== Textauszug ==
*****

Im Waldviertel gibt es verschiedene regionale Brauerzeugnisse. Aber welche man davon trinken soll, da sind sich die Waldviertler nicht so einig. In diesem Blogbeitrag erwähne ich nur die Sorten, die ich schon einmal getrunken habe und erhebe keinen Anspruch auf Vollständigkeit. Falls Sie liebeR LeserIn eine Bierbrauerei besitzen und sich vernachlässigt fühlen, kann ich Sie gerne im nächsten Beitrag für viel Geld oder zwei Kisten Bier erwähnen.
Eine lange Tradition haben auf jeden Fall die Schremser, die Zwettler und die Weitraer-Brauerei. Dann gibt es aber noch ein paar kleinere Hausbrauereien, wie z. B. in Vitis, wo Xandl Bräu hergestellt wird.

*****

== Aufgeführte Zeilen ==

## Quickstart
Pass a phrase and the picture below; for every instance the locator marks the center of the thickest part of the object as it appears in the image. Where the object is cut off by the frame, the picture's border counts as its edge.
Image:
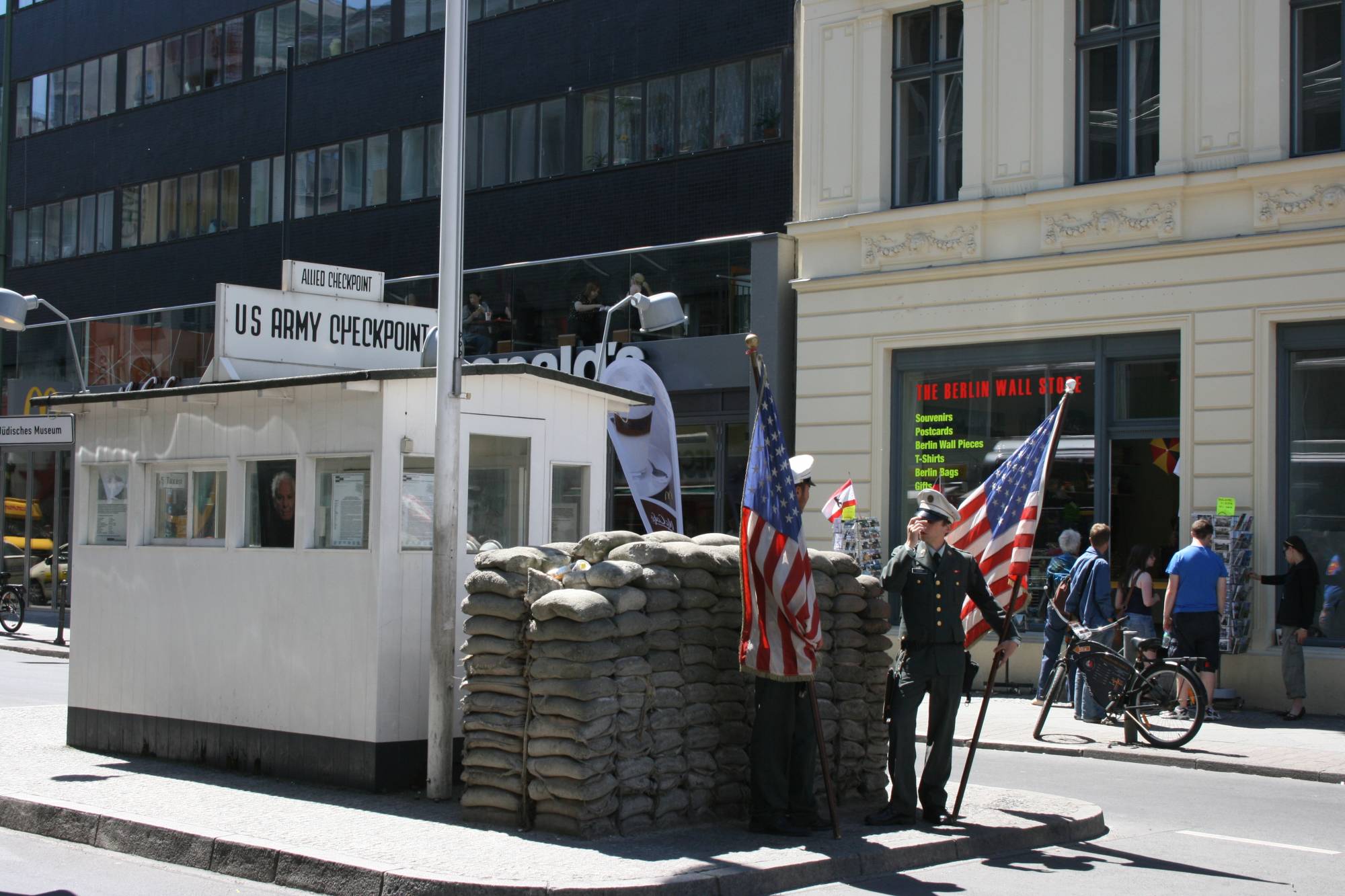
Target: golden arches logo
(37, 392)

*****

== Aufgabenstellung ==
Beantworten Sie anhand des Textauszugs über Bier im Waldviertel folgende Fragen:
(a) Welche drei Brauereien haben laut Text auf jeden Fall eine lange Tradition?
(b) In welchem Ort wird Xandl Bräu hergestellt?
(c) Welche Sorten werden im Blogbeitrag erwähnt?
Die Zeilen werden für die Bearbeitung nicht gebraucht.

== Lösung ==
(a) Die Schremser, die Zwettler und die Weitraer-Brauerei.
(b) In Vitis.
(c) Nur die Sorten, die schon einmal getrunken wurden.